# UDF-fs: no partition found (1)

## nin_freak_

i had finished installing gentoo on my laptop with a 2.6.0 kernel, then i rebooted, and got line after line of errors trying to read the hard drive, but at the end once it gave up, i got the message:

UDF-fs: no partition found (1)

kernel panic: VFS: unable to mount root fs on hda1

i thought maby it was the kernel, so i tried using vanilla-sources-2.4.23 since i was very familliar with the 2.4 kernels, but i got the same error.  i can mount it jsut fine from the gentoo boot cd, and fsck reports no errors. any ideas? my fstab line for this volume is: 

/dev/hda1 / reiserfs noatime 0 0

----------

## nin_freak_

btw- here's a link to that laptop in case you need any hardware info: http://www-132.ibm.com/webapp/wcs/stores/servlet/ProductDisplay?productId=8678638&storeId=1&langId=-1&categoryId=2302835&dualCurrId=73&catalogId=-840

----------

## avendesora

Do  you have reiserfs compiled directly in the kernel - i.e. not as a module?

+++++

Objective:
Answer these about the forum thread on the UDF-fs error:
1. Which kernel version was in use when the Gentoo installation was first finished?
2. Which kernel sources were tried after that?
3. What does avendesora ask about reiserfs?

Information provided:
+++++

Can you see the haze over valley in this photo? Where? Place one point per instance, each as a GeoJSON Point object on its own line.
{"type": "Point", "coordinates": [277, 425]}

+++++

Output of the exercise:
1. The 2.6.0 kernel.
2. vanilla-sources-2.4.23.
3. Whether reiserfs is compiled directly into the kernel rather than as a module.